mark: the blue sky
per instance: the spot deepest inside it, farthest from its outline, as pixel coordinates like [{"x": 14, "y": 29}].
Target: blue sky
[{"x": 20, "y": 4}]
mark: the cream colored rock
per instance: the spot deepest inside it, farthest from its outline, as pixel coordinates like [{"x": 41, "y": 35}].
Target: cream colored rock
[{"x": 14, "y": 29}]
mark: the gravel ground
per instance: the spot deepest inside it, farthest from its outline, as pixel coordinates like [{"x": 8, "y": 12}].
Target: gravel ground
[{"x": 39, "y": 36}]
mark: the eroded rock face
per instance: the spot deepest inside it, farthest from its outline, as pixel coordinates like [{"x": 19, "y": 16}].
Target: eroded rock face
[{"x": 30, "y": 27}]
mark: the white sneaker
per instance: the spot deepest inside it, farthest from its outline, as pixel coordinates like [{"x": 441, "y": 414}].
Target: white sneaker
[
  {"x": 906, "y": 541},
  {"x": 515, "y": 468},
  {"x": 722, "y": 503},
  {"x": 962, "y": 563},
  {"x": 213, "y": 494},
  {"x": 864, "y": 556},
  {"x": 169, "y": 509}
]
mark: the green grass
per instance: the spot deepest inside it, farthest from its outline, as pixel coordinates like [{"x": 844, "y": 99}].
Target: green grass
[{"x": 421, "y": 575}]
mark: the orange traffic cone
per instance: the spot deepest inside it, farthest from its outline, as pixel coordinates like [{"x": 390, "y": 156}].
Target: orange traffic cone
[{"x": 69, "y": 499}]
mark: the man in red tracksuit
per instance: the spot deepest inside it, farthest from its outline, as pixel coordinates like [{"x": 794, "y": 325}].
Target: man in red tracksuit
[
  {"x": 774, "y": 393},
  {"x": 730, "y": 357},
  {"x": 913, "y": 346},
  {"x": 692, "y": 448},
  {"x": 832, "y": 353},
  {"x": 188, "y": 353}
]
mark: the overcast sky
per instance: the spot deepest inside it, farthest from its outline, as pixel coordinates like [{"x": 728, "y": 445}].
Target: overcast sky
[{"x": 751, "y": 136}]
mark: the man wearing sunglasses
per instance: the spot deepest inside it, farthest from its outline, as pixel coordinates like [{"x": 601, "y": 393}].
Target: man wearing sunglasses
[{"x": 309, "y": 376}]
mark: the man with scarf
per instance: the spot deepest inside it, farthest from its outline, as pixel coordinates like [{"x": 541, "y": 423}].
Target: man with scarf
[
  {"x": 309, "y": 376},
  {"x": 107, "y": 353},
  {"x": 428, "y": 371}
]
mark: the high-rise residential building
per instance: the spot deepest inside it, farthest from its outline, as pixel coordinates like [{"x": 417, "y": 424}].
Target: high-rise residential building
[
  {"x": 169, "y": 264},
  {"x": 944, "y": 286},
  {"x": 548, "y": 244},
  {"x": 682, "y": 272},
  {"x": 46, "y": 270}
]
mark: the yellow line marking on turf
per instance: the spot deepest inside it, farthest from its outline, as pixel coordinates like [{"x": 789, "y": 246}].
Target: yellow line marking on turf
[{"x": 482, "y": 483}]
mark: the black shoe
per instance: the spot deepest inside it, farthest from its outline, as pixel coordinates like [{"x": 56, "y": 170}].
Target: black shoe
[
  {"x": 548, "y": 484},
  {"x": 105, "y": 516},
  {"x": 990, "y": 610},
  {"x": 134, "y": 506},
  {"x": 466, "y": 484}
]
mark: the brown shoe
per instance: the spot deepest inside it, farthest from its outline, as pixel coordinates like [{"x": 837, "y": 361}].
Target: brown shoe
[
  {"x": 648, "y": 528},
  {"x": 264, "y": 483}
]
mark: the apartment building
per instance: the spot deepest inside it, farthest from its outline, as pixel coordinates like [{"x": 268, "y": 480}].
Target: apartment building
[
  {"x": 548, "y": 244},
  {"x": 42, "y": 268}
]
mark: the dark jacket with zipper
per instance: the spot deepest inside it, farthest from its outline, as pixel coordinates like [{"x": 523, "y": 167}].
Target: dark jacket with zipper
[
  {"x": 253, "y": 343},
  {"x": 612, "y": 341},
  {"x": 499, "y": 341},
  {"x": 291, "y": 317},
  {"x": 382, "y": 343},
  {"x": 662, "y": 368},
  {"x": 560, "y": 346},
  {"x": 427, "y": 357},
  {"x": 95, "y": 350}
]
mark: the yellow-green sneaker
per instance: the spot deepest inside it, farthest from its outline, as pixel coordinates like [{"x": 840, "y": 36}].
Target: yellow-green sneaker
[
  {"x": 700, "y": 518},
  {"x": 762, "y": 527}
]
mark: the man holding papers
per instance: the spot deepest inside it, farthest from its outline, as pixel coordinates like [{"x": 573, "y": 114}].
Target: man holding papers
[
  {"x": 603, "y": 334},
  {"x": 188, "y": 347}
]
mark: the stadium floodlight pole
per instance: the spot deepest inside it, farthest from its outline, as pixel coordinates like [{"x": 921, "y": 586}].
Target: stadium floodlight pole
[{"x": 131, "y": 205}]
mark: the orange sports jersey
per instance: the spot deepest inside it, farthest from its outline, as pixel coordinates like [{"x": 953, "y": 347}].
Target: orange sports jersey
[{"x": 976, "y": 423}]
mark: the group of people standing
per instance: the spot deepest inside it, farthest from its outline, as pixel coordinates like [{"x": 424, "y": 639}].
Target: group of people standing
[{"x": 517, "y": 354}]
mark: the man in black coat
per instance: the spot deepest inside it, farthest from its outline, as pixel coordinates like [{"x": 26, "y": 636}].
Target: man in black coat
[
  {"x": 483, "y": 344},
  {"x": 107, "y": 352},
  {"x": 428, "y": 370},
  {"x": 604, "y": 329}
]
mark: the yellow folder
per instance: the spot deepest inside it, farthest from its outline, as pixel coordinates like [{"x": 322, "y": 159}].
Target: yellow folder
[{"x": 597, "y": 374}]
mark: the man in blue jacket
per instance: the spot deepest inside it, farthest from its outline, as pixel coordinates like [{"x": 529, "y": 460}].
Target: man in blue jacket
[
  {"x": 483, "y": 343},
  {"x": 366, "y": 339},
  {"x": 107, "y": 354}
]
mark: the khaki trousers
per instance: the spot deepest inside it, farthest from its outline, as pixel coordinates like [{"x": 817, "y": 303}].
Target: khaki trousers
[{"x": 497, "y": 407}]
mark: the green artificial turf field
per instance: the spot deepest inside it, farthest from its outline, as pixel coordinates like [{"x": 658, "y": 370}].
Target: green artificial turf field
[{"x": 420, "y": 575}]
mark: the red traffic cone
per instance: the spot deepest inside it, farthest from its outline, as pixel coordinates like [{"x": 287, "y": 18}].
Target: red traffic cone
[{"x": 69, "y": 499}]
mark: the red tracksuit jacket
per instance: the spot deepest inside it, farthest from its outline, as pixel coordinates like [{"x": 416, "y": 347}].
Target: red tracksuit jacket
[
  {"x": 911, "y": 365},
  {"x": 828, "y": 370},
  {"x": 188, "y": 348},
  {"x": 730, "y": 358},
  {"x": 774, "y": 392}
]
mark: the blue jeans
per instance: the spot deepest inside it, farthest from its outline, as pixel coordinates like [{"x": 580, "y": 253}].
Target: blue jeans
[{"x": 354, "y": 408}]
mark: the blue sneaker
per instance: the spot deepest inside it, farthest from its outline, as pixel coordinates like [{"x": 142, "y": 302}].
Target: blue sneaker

:: EXERCISE ::
Word for word, transcribe all of the material.

:: TASK RESPONSE ::
mark: the blue sky
per instance: the spot deepest inside it, farthest from its outline, as pixel coordinates like [{"x": 14, "y": 29}].
Target: blue sky
[{"x": 20, "y": 4}]
mark: the cream colored rock
per instance: the spot deepest inside it, farthest from its outline, as pixel coordinates like [{"x": 41, "y": 35}].
Target: cream colored rock
[{"x": 14, "y": 29}]
mark: the gravel ground
per instance: the spot deepest inside it, farthest from its outline, as pixel coordinates like [{"x": 8, "y": 12}].
Target: gravel ground
[{"x": 39, "y": 36}]
mark: the eroded rock face
per instance: the spot deepest inside it, farthest from its outline, as pixel coordinates like [{"x": 19, "y": 16}].
Target: eroded rock face
[{"x": 30, "y": 27}]
mark: the white sneaker
per instance: the spot deepest inside it, farthest from its outline, as pixel coordinates like [{"x": 441, "y": 414}].
Target: white sneaker
[
  {"x": 906, "y": 541},
  {"x": 515, "y": 468},
  {"x": 722, "y": 503},
  {"x": 962, "y": 563},
  {"x": 213, "y": 494},
  {"x": 864, "y": 556},
  {"x": 169, "y": 509}
]
mark: the green grass
per instance: the spot deepest inside it, farthest from its outline, as pixel coordinates like [{"x": 844, "y": 99}].
Target: green grass
[{"x": 421, "y": 575}]
mark: the orange traffic cone
per instance: the spot deepest inside it, farthest from its outline, as pixel coordinates like [{"x": 390, "y": 156}].
Target: orange traffic cone
[{"x": 69, "y": 499}]
mark: the man in red tracksuit
per instance: the spot deepest inside it, farthest from its outline, as pixel coordinates like [{"x": 794, "y": 325}].
Target: man in red tracksuit
[
  {"x": 774, "y": 393},
  {"x": 730, "y": 357},
  {"x": 913, "y": 346},
  {"x": 692, "y": 448},
  {"x": 832, "y": 353},
  {"x": 188, "y": 353}
]
mark: the overcast sky
per instance: the spot deepest inside it, farthest from its outline, as pixel coordinates like [{"x": 728, "y": 445}].
Target: overcast sky
[{"x": 751, "y": 136}]
mark: the man wearing sunglasses
per instance: the spot deepest inside it, farthest from its outline, as pixel coordinates like [{"x": 601, "y": 393}].
Target: man wearing sunglasses
[{"x": 309, "y": 376}]
mark: the man with scarf
per instance: the spot deepest inside it, farthest from its outline, as pixel coordinates like [{"x": 541, "y": 423}].
Target: man with scarf
[
  {"x": 309, "y": 376},
  {"x": 107, "y": 353},
  {"x": 428, "y": 371}
]
mark: the high-rise residential building
per instance: the spot deepest inside it, farthest from its outline, as pixel coordinates like [{"x": 417, "y": 424}].
Target: high-rise residential building
[
  {"x": 169, "y": 264},
  {"x": 944, "y": 286},
  {"x": 548, "y": 244},
  {"x": 682, "y": 272},
  {"x": 46, "y": 270}
]
mark: the yellow line marking on turf
per instance: the spot deepest inside it, farthest from its outline, as pixel coordinates like [{"x": 789, "y": 246}].
Target: yellow line marking on turf
[{"x": 482, "y": 483}]
mark: the black shoe
per instance: the spot deepest inside it, farthest from its outline, as pixel coordinates like [{"x": 56, "y": 170}].
Target: black shoe
[
  {"x": 548, "y": 484},
  {"x": 105, "y": 516},
  {"x": 990, "y": 610},
  {"x": 134, "y": 506},
  {"x": 466, "y": 484}
]
mark: the brown shoe
per instance: the spot deepest inside it, farthest from its outline, as pixel coordinates like [{"x": 837, "y": 361}].
Target: brown shoe
[
  {"x": 648, "y": 528},
  {"x": 264, "y": 483}
]
mark: the apartment building
per instance: the spot deepest inside it, farthest from its outline, as pixel coordinates like [{"x": 268, "y": 480}].
Target: apartment building
[
  {"x": 548, "y": 244},
  {"x": 42, "y": 268}
]
mark: the dark jacket with zipper
per instance: the spot deepest inside it, farthest from its outline, as pixel coordinates like [{"x": 523, "y": 167}].
Target: dark jacket with zipper
[
  {"x": 253, "y": 343},
  {"x": 612, "y": 341},
  {"x": 499, "y": 341},
  {"x": 291, "y": 317},
  {"x": 382, "y": 343},
  {"x": 662, "y": 368},
  {"x": 560, "y": 346},
  {"x": 427, "y": 357},
  {"x": 95, "y": 350}
]
mark: the yellow-green sneaker
per instance: the spot deepest inside it, farthest from its outline, as pixel coordinates like [{"x": 840, "y": 36}].
Target: yellow-green sneaker
[
  {"x": 700, "y": 518},
  {"x": 762, "y": 527}
]
mark: the man holding papers
per instance: the spot deepest inside it, farthest from its outline, as pixel coordinates like [{"x": 573, "y": 114}].
Target: man holding papers
[
  {"x": 603, "y": 334},
  {"x": 188, "y": 347}
]
mark: the stadium floodlight pole
per instance: the spot deepest inside it, farthest from its outline, as pixel coordinates like [{"x": 921, "y": 586}].
Target: stadium floodlight pole
[{"x": 131, "y": 205}]
mark: the orange sports jersey
per instance: the spot deepest inside it, farthest from its outline, as pixel coordinates like [{"x": 953, "y": 347}].
Target: orange sports jersey
[{"x": 976, "y": 423}]
mark: the group of people standing
per instance: the spot deepest inside it, farthest from its outline, as pixel coordinates like [{"x": 424, "y": 639}].
Target: group of people standing
[{"x": 517, "y": 354}]
mark: the man in black coat
per instance: the spot deepest inside it, farthest from its outline, as pixel coordinates like [{"x": 26, "y": 636}].
Target: man in black coat
[
  {"x": 483, "y": 344},
  {"x": 107, "y": 352},
  {"x": 428, "y": 370},
  {"x": 604, "y": 329}
]
mark: the yellow folder
per instance: the spot deepest inside it, farthest from its outline, as pixel coordinates like [{"x": 322, "y": 159}].
Target: yellow folder
[{"x": 597, "y": 374}]
mark: the man in blue jacket
per instance: the spot deepest inside it, farthest from its outline, as pixel coordinates like [{"x": 529, "y": 460}].
Target: man in blue jacket
[
  {"x": 483, "y": 343},
  {"x": 366, "y": 339},
  {"x": 107, "y": 354}
]
mark: the khaki trousers
per instance: the spot deepest inside it, farthest from its outline, as pixel coordinates like [{"x": 817, "y": 303}].
Target: khaki trousers
[{"x": 497, "y": 407}]
mark: the green artificial turf field
per instance: the spot deepest inside it, farthest from its outline, as pixel coordinates like [{"x": 658, "y": 370}].
Target: green artificial turf field
[{"x": 420, "y": 575}]
mark: the red traffic cone
per instance: the spot deepest inside it, farthest from its outline, as pixel coordinates like [{"x": 287, "y": 18}].
Target: red traffic cone
[{"x": 69, "y": 499}]
mark: the red tracksuit jacket
per instance: the spot deepest inside it, farthest from its outline, as pixel coordinates like [{"x": 416, "y": 347}].
Target: red tracksuit jacket
[
  {"x": 911, "y": 365},
  {"x": 828, "y": 370},
  {"x": 188, "y": 348},
  {"x": 730, "y": 358},
  {"x": 774, "y": 392}
]
mark: the blue jeans
per instance: the spot deepest inside it, farthest from its outline, as pixel coordinates like [{"x": 580, "y": 253}].
Target: blue jeans
[{"x": 354, "y": 408}]
mark: the blue sneaker
per instance: the spot deepest inside it, farthest from its outline, as pixel coordinates like [{"x": 142, "y": 302}].
Target: blue sneaker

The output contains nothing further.